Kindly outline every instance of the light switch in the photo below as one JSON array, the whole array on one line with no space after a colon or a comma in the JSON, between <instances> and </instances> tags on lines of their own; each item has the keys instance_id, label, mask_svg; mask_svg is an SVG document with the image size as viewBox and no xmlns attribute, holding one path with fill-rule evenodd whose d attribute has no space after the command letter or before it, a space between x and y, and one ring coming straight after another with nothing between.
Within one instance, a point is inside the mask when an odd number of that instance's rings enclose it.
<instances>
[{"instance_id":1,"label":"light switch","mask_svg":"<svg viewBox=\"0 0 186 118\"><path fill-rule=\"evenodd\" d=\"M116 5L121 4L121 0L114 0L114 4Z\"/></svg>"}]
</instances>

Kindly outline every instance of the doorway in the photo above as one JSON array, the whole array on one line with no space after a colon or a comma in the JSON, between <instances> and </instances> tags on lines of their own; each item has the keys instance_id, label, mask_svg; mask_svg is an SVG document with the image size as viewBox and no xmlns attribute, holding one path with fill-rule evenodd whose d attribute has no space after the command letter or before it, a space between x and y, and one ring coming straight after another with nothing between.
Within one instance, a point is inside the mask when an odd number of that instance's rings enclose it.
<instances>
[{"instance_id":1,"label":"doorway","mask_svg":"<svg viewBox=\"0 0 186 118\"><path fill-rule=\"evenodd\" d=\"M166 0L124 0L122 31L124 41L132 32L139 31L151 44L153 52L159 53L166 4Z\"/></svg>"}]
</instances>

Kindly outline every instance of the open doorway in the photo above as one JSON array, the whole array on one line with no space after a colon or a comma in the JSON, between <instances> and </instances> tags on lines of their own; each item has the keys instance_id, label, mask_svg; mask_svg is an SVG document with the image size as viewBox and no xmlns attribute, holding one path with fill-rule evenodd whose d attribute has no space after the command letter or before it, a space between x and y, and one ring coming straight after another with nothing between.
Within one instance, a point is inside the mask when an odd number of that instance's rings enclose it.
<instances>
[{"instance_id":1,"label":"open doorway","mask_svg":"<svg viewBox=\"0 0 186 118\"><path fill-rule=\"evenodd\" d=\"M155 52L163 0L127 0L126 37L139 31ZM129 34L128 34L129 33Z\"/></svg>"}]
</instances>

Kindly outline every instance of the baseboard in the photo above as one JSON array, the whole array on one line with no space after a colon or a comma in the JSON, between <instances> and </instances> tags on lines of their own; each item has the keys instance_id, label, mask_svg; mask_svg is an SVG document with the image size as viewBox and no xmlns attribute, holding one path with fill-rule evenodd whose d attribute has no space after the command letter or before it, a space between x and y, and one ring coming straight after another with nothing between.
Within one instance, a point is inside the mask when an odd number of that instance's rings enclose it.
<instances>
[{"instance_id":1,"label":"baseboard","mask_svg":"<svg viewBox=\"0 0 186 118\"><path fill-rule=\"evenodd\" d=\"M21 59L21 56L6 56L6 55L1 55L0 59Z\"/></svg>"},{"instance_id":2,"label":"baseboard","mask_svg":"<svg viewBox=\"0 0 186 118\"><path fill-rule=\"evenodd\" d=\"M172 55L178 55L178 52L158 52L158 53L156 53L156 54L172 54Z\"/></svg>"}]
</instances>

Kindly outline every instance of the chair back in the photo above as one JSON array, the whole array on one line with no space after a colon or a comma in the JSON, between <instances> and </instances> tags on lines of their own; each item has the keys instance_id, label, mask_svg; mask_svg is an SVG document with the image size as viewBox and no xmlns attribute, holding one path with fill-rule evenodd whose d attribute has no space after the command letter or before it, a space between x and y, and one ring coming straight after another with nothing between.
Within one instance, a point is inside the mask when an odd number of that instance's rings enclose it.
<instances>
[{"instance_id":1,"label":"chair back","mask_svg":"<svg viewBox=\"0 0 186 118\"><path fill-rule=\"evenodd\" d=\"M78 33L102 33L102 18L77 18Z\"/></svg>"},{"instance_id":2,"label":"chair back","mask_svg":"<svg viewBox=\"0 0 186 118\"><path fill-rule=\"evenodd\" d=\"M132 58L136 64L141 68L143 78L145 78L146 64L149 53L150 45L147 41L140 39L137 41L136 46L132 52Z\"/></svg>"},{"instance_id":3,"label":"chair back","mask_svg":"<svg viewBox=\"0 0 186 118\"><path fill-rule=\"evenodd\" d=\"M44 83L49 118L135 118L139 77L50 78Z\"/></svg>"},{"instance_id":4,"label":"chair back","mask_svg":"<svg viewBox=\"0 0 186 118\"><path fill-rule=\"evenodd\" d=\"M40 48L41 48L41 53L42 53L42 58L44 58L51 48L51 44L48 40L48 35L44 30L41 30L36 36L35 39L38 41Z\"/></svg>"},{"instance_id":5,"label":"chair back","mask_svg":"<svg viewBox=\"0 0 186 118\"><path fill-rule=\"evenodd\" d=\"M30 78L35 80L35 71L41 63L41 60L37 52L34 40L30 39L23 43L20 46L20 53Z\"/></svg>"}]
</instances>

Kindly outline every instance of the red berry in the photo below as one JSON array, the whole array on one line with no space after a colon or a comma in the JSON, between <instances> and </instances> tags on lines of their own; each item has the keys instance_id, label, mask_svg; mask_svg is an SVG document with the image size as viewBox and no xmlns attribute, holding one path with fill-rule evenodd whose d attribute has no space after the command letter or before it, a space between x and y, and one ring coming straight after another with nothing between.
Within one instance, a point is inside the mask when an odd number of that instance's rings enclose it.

#### OBJECTIVE:
Please convert every line of the entries above into a JSON list of strings, with one string per line and blank lines left out.

#### SOLUTION:
[
  "Kindly outline every instance of the light switch in the photo below as one JSON array, the whole array on one line with no space after a colon or a comma in the JSON, between <instances> and </instances> tags on lines of their own; each item has the keys instance_id, label, mask_svg; mask_svg is an SVG document with the image size as viewBox and no xmlns attribute, holding one path with fill-rule evenodd whose d attribute has no space after the command letter or before it, a space between x and y, and one ring coming straight after another with nothing between.",
  "Within one instance, a point is inside the mask when an odd number of that instance's rings enclose it.",
  "<instances>",
  "[{\"instance_id\":1,\"label\":\"light switch\",\"mask_svg\":\"<svg viewBox=\\\"0 0 186 118\\\"><path fill-rule=\\\"evenodd\\\" d=\\\"M116 5L121 4L121 0L114 0L114 4Z\\\"/></svg>\"}]",
  "</instances>",
  "Kindly outline every instance of the doorway in the photo above as one JSON array, the whole array on one line with no space after a colon or a comma in the JSON, between <instances> and </instances> tags on lines of their own; each item has the keys instance_id, label, mask_svg; mask_svg is an SVG document with the image size as viewBox and no xmlns attribute, holding one path with fill-rule evenodd whose d attribute has no space after the command letter or before it, a space between x and y, and one ring coming straight after another with nothing between.",
  "Within one instance, a point is inside the mask when an odd number of that instance's rings enclose it.",
  "<instances>",
  "[{\"instance_id\":1,\"label\":\"doorway\",\"mask_svg\":\"<svg viewBox=\\\"0 0 186 118\\\"><path fill-rule=\\\"evenodd\\\" d=\\\"M166 0L124 0L122 31L124 41L132 32L139 31L151 44L153 52L159 53L166 4Z\\\"/></svg>\"}]",
  "</instances>",
  "Kindly outline every instance of the open doorway in the photo above as one JSON array, the whole array on one line with no space after a colon or a comma in the JSON, between <instances> and </instances> tags on lines of their own; each item has the keys instance_id, label, mask_svg; mask_svg is an SVG document with the image size as viewBox and no xmlns attribute, holding one path with fill-rule evenodd whose d attribute has no space after the command letter or before it, a space between x and y, and one ring coming straight after another with nothing between.",
  "Within one instance, a point is inside the mask when an odd number of that instance's rings enclose it.",
  "<instances>",
  "[{\"instance_id\":1,\"label\":\"open doorway\",\"mask_svg\":\"<svg viewBox=\\\"0 0 186 118\\\"><path fill-rule=\\\"evenodd\\\" d=\\\"M155 52L163 0L127 0L126 37L139 31ZM129 34L128 34L129 33Z\\\"/></svg>\"}]",
  "</instances>",
  "Kindly outline every instance of the baseboard in the photo above as one JSON array, the whole array on one line with no space after a colon or a comma in the JSON, between <instances> and </instances> tags on lines of their own; each item has the keys instance_id, label, mask_svg; mask_svg is an SVG document with the image size as viewBox and no xmlns attribute, holding one path with fill-rule evenodd whose d attribute has no space after the command letter or before it, a space between x and y, and one ring coming straight after another with nothing between.",
  "Within one instance, a point is inside the mask when an odd number of that instance's rings enclose it.",
  "<instances>",
  "[{\"instance_id\":1,\"label\":\"baseboard\",\"mask_svg\":\"<svg viewBox=\\\"0 0 186 118\\\"><path fill-rule=\\\"evenodd\\\" d=\\\"M21 59L21 56L6 56L6 55L1 55L0 59Z\\\"/></svg>\"},{\"instance_id\":2,\"label\":\"baseboard\",\"mask_svg\":\"<svg viewBox=\\\"0 0 186 118\\\"><path fill-rule=\\\"evenodd\\\" d=\\\"M172 55L178 55L178 52L158 52L158 53L156 53L156 54L172 54Z\\\"/></svg>\"}]",
  "</instances>",
  "Kindly outline every instance of the chair back in the photo above as one JSON array, the whole array on one line with no space after a colon or a comma in the JSON, between <instances> and </instances> tags on lines of their own; each item has the keys instance_id, label, mask_svg; mask_svg is an SVG document with the image size as viewBox and no xmlns attribute, holding one path with fill-rule evenodd whose d attribute has no space after the command letter or before it, a space between x and y, and one ring coming straight after another with nothing between.",
  "Within one instance, a point is inside the mask when an odd number of that instance's rings enclose it.",
  "<instances>",
  "[{\"instance_id\":1,\"label\":\"chair back\",\"mask_svg\":\"<svg viewBox=\\\"0 0 186 118\\\"><path fill-rule=\\\"evenodd\\\" d=\\\"M78 33L102 33L102 18L77 18Z\\\"/></svg>\"},{\"instance_id\":2,\"label\":\"chair back\",\"mask_svg\":\"<svg viewBox=\\\"0 0 186 118\\\"><path fill-rule=\\\"evenodd\\\" d=\\\"M132 58L136 64L141 68L143 78L145 78L146 64L149 53L150 45L147 41L140 39L137 41L136 46L132 52Z\\\"/></svg>\"},{\"instance_id\":3,\"label\":\"chair back\",\"mask_svg\":\"<svg viewBox=\\\"0 0 186 118\\\"><path fill-rule=\\\"evenodd\\\" d=\\\"M44 83L49 118L135 118L139 77L50 78Z\\\"/></svg>\"},{\"instance_id\":4,\"label\":\"chair back\",\"mask_svg\":\"<svg viewBox=\\\"0 0 186 118\\\"><path fill-rule=\\\"evenodd\\\" d=\\\"M40 48L41 48L41 53L42 53L42 58L44 58L51 48L51 44L48 40L48 35L44 30L41 30L36 36L35 39L38 41Z\\\"/></svg>\"},{\"instance_id\":5,\"label\":\"chair back\",\"mask_svg\":\"<svg viewBox=\\\"0 0 186 118\\\"><path fill-rule=\\\"evenodd\\\" d=\\\"M30 78L35 80L35 71L41 63L41 60L37 52L34 40L30 39L23 43L20 46L20 53Z\\\"/></svg>\"}]",
  "</instances>",
  "Kindly outline every instance of the red berry in the photo below as one JSON array, the whole array on one line with no space after a colon or a comma in the JSON, between <instances> and </instances> tags on lines of their own; each item has the keys instance_id, label, mask_svg; mask_svg is an SVG document with the image size as viewBox and no xmlns attribute, holding one path with fill-rule evenodd whose d attribute has no space after the command letter or before it, a space between x and y, and one ring coming straight after another with nothing between.",
  "Within one instance, a point is inside the mask when an odd number of that instance's rings enclose it."
]